Proverbs 11:2 ESV: When pride comes, then comes disgrace, but with the humble is wisdom.
You would be surprised where a prideful spirit can take you! Pride is sneaky and hard to uncover, and it can show up as actions that would seemingly be a rightful response to people or situations.
I tend to be of a breed of strong women, just like the women in my family before me. This can be an amazing trait for business. I am also very analytical, so I do not step into a situation or concern that arises before I have done my due diligence. There is a problem with this trait—it tends to make me a bit of a lone ranger. I do not always ask for advice from my husband, who is my business partner, or my team, all of whom are a wealth of amazing wisdom.
In today’s business climate with COVID and all the economic uncertainty, it will take just those kinds of strong and courageous businesspeople to make it through the storms. Claiming that I am one of those people may be construed as prideful. However, I do give credit to God for all I am, and I know I can do nothing without Him. A caveat, though—I am human, and I can get to thinking that I know more than others.
The Bible is very clear that pride comes before the fall. My thoughts on this particular piece of scripture have allowed me to see through many decisions that I made on my own, without counsel from my husband or team, that might have been the right decision, but there were many better ways to achieve the outcome. It also could have been that the decision was just a bad one, or the timing was all wrong. This is where my pride was involved without me even knowing it was there. How did it get in? It got in through my busyness—too busy to talk to anyone.
However, over the years (I do wish it would have been sooner) we have been in business, I have learned to train my staff and help my husband see that I need strong A-type personalities, as well as courageous souls, to come alongside me and speak sternly but respectfully into my thought processes before I make decisions for our company. I have also learned, through my very wise husband, to slow down; great decisions take time.

■ Exercise data

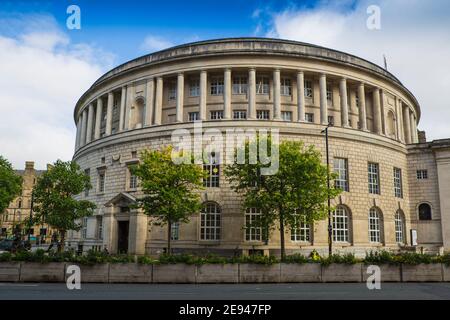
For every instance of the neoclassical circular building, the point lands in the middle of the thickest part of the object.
(396, 186)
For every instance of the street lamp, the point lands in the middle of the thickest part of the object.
(330, 228)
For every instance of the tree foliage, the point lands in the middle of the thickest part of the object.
(168, 187)
(54, 197)
(296, 193)
(10, 184)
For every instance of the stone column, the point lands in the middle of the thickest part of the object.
(203, 94)
(344, 102)
(276, 95)
(89, 123)
(252, 93)
(323, 99)
(227, 94)
(123, 99)
(377, 111)
(98, 118)
(83, 127)
(300, 96)
(407, 124)
(158, 100)
(109, 110)
(362, 107)
(149, 102)
(180, 97)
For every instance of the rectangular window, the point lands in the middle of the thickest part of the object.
(422, 174)
(341, 169)
(253, 231)
(308, 89)
(172, 91)
(262, 85)
(286, 87)
(239, 114)
(262, 114)
(216, 115)
(216, 86)
(374, 178)
(212, 168)
(398, 188)
(286, 115)
(175, 231)
(309, 117)
(194, 116)
(194, 87)
(239, 85)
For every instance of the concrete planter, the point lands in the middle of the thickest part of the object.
(254, 273)
(130, 273)
(422, 272)
(42, 272)
(342, 273)
(218, 273)
(174, 273)
(389, 272)
(9, 271)
(97, 273)
(307, 272)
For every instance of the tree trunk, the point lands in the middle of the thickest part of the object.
(169, 237)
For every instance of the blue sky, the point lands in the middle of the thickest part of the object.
(45, 67)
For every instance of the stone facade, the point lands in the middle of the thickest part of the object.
(272, 84)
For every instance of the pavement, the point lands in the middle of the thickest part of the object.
(298, 291)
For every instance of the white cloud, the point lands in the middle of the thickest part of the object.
(153, 43)
(42, 76)
(414, 35)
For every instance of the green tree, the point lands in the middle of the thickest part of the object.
(54, 198)
(168, 187)
(296, 193)
(10, 184)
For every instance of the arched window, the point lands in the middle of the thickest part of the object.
(424, 211)
(341, 225)
(375, 225)
(210, 222)
(399, 227)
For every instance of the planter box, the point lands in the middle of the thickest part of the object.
(42, 272)
(218, 273)
(337, 272)
(174, 273)
(307, 272)
(97, 273)
(422, 272)
(254, 273)
(130, 273)
(389, 272)
(9, 271)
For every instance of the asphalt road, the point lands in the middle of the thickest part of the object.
(313, 291)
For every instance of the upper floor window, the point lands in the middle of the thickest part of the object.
(308, 89)
(286, 115)
(240, 85)
(422, 174)
(398, 187)
(262, 85)
(216, 115)
(239, 114)
(194, 116)
(341, 168)
(216, 86)
(374, 178)
(263, 114)
(286, 87)
(194, 87)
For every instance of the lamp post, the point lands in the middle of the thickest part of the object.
(330, 228)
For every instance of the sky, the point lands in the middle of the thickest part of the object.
(45, 66)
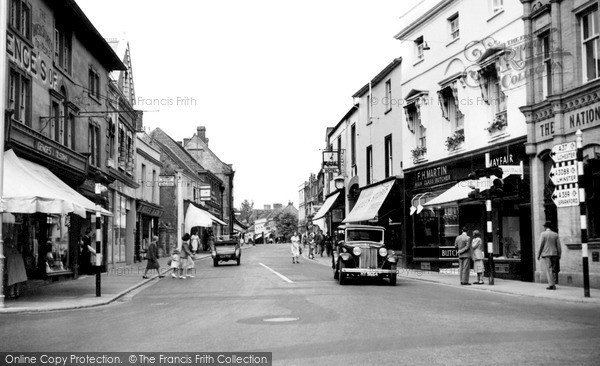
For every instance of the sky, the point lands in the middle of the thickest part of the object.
(265, 77)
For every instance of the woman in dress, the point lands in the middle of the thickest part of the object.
(152, 256)
(295, 248)
(477, 246)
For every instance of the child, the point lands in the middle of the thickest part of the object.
(175, 263)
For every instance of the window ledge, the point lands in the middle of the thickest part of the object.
(453, 41)
(495, 15)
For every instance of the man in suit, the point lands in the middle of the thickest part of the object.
(463, 247)
(550, 251)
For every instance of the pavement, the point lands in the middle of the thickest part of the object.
(120, 281)
(450, 277)
(80, 293)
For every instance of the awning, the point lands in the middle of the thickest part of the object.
(369, 202)
(217, 220)
(31, 188)
(460, 191)
(196, 217)
(326, 206)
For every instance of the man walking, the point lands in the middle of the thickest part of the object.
(463, 247)
(550, 251)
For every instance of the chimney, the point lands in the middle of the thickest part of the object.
(201, 132)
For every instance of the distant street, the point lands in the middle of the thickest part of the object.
(303, 316)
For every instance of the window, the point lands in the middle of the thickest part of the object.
(143, 182)
(94, 83)
(547, 64)
(94, 144)
(20, 18)
(497, 6)
(369, 164)
(388, 94)
(389, 169)
(19, 97)
(353, 144)
(448, 98)
(420, 45)
(591, 44)
(154, 186)
(454, 30)
(63, 47)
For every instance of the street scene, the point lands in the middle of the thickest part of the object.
(291, 183)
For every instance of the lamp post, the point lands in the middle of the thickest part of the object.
(3, 19)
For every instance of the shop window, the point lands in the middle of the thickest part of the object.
(369, 164)
(20, 18)
(590, 48)
(592, 195)
(453, 25)
(19, 97)
(389, 160)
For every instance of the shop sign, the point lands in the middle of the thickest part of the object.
(432, 176)
(205, 193)
(331, 161)
(566, 197)
(166, 181)
(448, 252)
(51, 151)
(565, 174)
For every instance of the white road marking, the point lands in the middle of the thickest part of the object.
(278, 274)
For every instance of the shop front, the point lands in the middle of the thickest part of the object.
(147, 227)
(381, 204)
(443, 199)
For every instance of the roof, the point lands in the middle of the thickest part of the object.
(382, 74)
(176, 151)
(87, 33)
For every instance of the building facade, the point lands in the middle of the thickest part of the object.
(461, 92)
(563, 96)
(197, 146)
(148, 205)
(57, 93)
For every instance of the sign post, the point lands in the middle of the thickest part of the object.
(583, 215)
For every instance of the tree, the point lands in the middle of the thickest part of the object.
(286, 224)
(246, 212)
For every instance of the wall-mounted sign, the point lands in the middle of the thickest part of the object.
(166, 181)
(331, 161)
(205, 193)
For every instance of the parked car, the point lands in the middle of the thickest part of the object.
(226, 248)
(363, 253)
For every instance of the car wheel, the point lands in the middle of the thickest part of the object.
(342, 276)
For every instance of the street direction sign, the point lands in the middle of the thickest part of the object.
(564, 174)
(566, 197)
(567, 146)
(563, 156)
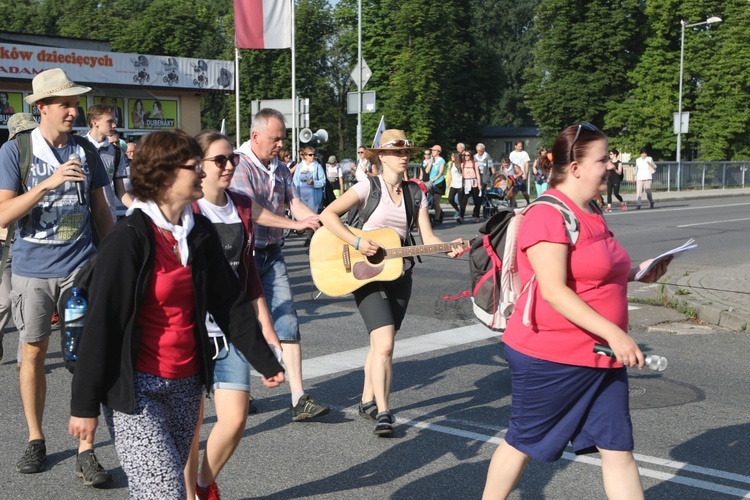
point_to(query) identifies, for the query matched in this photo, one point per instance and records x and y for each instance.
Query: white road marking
(592, 460)
(713, 222)
(354, 359)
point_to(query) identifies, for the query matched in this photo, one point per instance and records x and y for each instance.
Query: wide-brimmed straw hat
(390, 140)
(54, 83)
(20, 122)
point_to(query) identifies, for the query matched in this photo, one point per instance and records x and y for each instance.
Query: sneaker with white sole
(307, 408)
(92, 472)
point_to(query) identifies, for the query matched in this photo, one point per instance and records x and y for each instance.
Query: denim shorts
(34, 300)
(555, 404)
(231, 369)
(275, 280)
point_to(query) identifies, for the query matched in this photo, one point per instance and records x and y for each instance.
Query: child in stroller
(497, 195)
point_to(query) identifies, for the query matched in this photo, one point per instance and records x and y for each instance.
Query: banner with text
(114, 68)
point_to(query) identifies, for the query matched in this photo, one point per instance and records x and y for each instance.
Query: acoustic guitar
(338, 269)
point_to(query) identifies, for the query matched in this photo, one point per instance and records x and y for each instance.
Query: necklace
(396, 187)
(173, 248)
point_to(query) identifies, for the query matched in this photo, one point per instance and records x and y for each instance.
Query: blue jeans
(275, 280)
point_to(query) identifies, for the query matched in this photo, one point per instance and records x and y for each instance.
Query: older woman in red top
(561, 391)
(145, 354)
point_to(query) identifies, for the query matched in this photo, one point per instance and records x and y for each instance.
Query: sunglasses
(397, 143)
(197, 168)
(221, 160)
(582, 126)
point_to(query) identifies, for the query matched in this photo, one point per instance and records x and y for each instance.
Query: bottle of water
(653, 362)
(75, 318)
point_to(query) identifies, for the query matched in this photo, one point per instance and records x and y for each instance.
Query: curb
(708, 312)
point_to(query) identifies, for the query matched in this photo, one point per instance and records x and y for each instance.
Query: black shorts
(384, 303)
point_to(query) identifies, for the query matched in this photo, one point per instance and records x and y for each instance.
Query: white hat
(53, 83)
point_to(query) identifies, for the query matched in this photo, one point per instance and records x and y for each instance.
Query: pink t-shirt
(598, 268)
(388, 214)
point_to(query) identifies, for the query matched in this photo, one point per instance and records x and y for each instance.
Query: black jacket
(109, 345)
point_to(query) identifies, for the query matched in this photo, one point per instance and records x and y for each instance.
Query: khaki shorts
(34, 300)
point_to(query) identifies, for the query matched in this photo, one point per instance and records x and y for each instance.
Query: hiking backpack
(495, 282)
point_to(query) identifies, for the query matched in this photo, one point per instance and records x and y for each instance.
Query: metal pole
(237, 95)
(359, 60)
(295, 108)
(679, 105)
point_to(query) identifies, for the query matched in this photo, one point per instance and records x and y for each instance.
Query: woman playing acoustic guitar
(383, 304)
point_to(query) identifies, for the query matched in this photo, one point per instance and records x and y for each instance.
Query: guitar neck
(411, 251)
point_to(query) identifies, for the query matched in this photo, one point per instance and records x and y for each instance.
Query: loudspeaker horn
(305, 135)
(321, 135)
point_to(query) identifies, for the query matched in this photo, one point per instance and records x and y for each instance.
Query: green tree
(584, 47)
(715, 86)
(504, 40)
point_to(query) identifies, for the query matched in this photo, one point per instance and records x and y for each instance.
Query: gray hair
(262, 117)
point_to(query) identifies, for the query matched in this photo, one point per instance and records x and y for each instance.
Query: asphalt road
(450, 394)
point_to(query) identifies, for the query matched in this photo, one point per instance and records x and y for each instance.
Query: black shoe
(33, 459)
(91, 471)
(384, 424)
(368, 410)
(307, 407)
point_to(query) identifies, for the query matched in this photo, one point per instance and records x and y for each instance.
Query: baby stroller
(496, 196)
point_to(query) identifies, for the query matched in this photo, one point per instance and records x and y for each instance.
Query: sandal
(368, 410)
(384, 425)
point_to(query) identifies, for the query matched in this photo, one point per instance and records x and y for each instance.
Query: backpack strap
(411, 205)
(370, 205)
(91, 156)
(23, 143)
(118, 156)
(574, 230)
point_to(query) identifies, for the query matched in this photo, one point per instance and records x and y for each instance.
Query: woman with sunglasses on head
(383, 304)
(561, 391)
(232, 214)
(309, 180)
(364, 166)
(455, 193)
(145, 354)
(471, 185)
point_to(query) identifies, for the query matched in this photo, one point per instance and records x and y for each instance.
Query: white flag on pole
(381, 129)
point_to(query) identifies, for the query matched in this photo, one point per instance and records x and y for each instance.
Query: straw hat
(390, 140)
(53, 83)
(20, 122)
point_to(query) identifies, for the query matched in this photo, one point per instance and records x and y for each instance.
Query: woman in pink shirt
(471, 186)
(561, 391)
(383, 304)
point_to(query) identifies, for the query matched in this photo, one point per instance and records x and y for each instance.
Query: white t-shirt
(333, 171)
(362, 168)
(519, 158)
(456, 179)
(228, 216)
(642, 173)
(387, 214)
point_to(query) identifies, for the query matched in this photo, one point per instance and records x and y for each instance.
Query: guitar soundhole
(377, 258)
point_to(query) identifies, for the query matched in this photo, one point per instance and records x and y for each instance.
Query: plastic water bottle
(653, 362)
(75, 318)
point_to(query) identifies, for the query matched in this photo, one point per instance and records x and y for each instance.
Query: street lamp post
(684, 24)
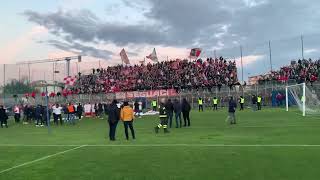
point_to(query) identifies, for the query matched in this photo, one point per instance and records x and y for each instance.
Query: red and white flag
(195, 52)
(153, 56)
(124, 57)
(69, 81)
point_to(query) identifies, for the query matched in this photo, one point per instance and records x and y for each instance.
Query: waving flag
(124, 57)
(195, 52)
(153, 56)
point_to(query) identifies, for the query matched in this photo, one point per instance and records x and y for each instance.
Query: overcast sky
(99, 29)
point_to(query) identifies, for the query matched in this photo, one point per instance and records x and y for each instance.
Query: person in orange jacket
(127, 116)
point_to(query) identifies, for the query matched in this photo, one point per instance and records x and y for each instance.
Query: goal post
(300, 96)
(296, 94)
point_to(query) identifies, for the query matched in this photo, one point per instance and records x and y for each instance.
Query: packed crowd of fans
(301, 71)
(178, 74)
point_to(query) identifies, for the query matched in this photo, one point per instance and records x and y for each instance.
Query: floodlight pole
(4, 83)
(302, 47)
(241, 64)
(47, 104)
(287, 99)
(304, 100)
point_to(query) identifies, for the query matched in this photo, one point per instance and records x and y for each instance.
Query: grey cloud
(78, 48)
(187, 23)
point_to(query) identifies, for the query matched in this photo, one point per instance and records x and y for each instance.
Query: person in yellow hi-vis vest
(200, 102)
(241, 101)
(259, 101)
(215, 103)
(163, 115)
(154, 105)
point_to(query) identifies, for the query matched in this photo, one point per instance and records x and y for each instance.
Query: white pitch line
(157, 145)
(40, 159)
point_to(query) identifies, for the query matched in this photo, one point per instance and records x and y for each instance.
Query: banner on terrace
(147, 94)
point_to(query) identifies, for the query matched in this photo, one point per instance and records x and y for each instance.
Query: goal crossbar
(303, 97)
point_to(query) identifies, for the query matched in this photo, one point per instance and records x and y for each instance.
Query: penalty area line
(40, 159)
(153, 145)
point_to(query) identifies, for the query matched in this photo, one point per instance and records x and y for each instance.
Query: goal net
(300, 97)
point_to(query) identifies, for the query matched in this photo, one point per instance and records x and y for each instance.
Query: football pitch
(270, 144)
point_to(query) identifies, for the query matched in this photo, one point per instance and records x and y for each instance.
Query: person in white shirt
(87, 109)
(56, 110)
(16, 110)
(93, 110)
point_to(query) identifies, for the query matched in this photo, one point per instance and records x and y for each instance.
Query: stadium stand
(178, 74)
(298, 71)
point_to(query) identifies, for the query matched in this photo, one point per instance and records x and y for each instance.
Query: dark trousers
(79, 114)
(170, 117)
(200, 108)
(232, 118)
(39, 119)
(215, 107)
(178, 120)
(130, 125)
(4, 122)
(112, 130)
(56, 117)
(17, 117)
(241, 107)
(163, 124)
(259, 106)
(186, 118)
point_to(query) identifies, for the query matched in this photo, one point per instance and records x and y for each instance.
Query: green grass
(197, 152)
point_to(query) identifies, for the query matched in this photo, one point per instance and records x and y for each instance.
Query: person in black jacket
(100, 110)
(3, 117)
(38, 115)
(79, 111)
(105, 108)
(169, 108)
(186, 108)
(177, 112)
(232, 110)
(113, 119)
(254, 100)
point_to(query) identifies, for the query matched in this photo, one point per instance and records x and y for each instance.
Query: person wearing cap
(163, 117)
(127, 116)
(232, 110)
(3, 117)
(113, 119)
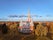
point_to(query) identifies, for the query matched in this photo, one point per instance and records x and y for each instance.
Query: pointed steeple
(29, 17)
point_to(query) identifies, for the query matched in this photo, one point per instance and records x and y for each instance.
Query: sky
(19, 7)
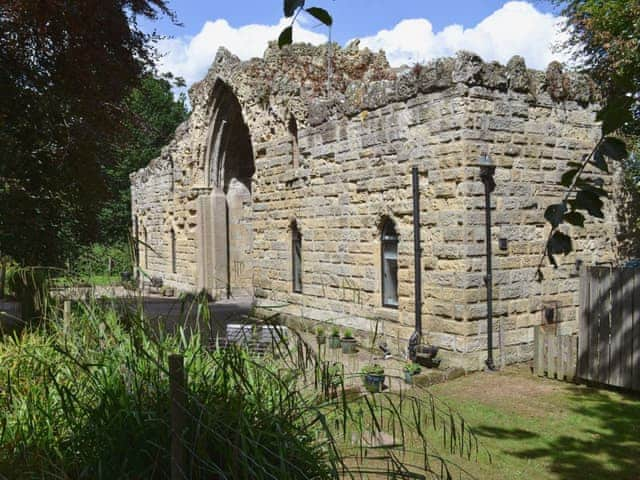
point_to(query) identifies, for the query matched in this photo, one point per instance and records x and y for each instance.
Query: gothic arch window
(296, 258)
(295, 148)
(389, 263)
(173, 251)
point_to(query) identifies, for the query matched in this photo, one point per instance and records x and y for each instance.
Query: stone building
(295, 189)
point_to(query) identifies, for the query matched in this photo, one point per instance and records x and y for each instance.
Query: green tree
(65, 67)
(153, 115)
(604, 38)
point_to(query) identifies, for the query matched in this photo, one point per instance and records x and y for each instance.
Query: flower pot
(348, 345)
(373, 382)
(408, 377)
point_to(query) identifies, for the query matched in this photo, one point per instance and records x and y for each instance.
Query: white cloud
(191, 57)
(515, 29)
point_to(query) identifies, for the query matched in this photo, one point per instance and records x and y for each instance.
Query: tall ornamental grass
(88, 398)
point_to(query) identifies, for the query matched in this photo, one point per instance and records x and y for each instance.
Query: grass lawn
(538, 428)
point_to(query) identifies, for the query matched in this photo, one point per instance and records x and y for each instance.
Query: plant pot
(373, 383)
(348, 345)
(334, 342)
(408, 378)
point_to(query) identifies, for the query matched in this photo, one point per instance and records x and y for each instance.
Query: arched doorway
(226, 242)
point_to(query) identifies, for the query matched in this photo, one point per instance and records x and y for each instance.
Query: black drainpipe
(414, 341)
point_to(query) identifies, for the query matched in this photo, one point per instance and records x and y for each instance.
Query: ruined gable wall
(357, 147)
(282, 83)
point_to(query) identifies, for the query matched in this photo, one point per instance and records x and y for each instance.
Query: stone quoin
(297, 191)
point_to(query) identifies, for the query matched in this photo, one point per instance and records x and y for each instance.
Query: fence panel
(554, 355)
(608, 326)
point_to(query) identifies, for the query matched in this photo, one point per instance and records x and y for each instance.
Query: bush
(94, 260)
(89, 399)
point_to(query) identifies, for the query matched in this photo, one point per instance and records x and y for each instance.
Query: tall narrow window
(295, 148)
(389, 241)
(296, 258)
(145, 239)
(136, 240)
(173, 251)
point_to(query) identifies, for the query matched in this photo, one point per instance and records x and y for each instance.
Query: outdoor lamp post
(487, 171)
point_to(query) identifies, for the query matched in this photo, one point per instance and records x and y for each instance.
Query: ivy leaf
(588, 186)
(616, 113)
(568, 176)
(554, 213)
(286, 37)
(320, 14)
(575, 218)
(290, 7)
(614, 148)
(589, 202)
(560, 243)
(599, 161)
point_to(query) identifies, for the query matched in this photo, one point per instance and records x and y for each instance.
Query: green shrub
(89, 399)
(93, 260)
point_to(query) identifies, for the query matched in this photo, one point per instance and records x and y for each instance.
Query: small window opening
(145, 239)
(136, 240)
(296, 258)
(295, 148)
(173, 251)
(389, 243)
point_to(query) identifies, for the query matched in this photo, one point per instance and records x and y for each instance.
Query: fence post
(66, 317)
(178, 396)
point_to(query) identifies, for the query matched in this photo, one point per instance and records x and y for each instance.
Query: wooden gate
(609, 326)
(554, 355)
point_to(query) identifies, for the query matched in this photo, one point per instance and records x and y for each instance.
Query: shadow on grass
(601, 441)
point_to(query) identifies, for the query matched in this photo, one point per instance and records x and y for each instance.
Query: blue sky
(408, 30)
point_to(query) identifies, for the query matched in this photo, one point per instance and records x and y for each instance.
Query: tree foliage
(152, 115)
(293, 8)
(604, 37)
(65, 67)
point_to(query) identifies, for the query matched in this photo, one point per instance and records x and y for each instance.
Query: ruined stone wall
(349, 167)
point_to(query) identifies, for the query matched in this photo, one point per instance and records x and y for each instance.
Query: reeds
(88, 397)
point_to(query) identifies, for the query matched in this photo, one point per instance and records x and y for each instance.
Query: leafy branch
(588, 194)
(292, 9)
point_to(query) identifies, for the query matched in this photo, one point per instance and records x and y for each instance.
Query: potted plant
(334, 339)
(410, 369)
(373, 377)
(335, 379)
(348, 342)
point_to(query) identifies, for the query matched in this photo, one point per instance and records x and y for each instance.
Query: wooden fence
(554, 355)
(609, 326)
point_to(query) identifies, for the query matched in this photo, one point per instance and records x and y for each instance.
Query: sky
(409, 31)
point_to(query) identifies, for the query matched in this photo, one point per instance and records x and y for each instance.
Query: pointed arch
(229, 149)
(389, 263)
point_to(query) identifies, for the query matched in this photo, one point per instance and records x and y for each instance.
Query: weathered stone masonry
(265, 148)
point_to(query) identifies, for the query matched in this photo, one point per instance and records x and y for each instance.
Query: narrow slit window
(389, 244)
(296, 259)
(173, 251)
(295, 148)
(146, 247)
(136, 240)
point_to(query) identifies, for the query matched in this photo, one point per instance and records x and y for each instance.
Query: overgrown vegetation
(88, 397)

■ What is needed
Please carry on the reflection on pride in business, starting after its final sentence. The entries above come from a separate source, not from the reflection on pride.

■ Result of the task
In this time of the pandemic, if we let our pride dig us into a hole, it will manifest in these areas:
First, where we believe what we think is the whole truth. We will be sadly mistaken because these are unprecedented times, and nobody knows their right hand from their left. God is the only one who knows the future and the outcome of these times.
Second, if we are prideful enough to believe business practices from our past are going to work for us today. God is resetting how our businesses are to be run. If we do not move with the changing times, the fall will come.
Third, if we are prideful enough to think the bottom line is the most important thing in business, when your bottom line is in the black and you have ruined all your relationships through your prideful actions, you are soon to learn that relationships are far superior to money.
Take time to seek God to see where your own pride barometer is; then take time to open up to others and ask for their input. Always be thankful for someone’s input, no matter what you do with it.
Quick tip: Never throw out any information someone gives you before you have taken it before God and asked Him to dissect it with you. Believe me, your pride can throw out valuable solutions just because your own solutions will seem better in your own mind.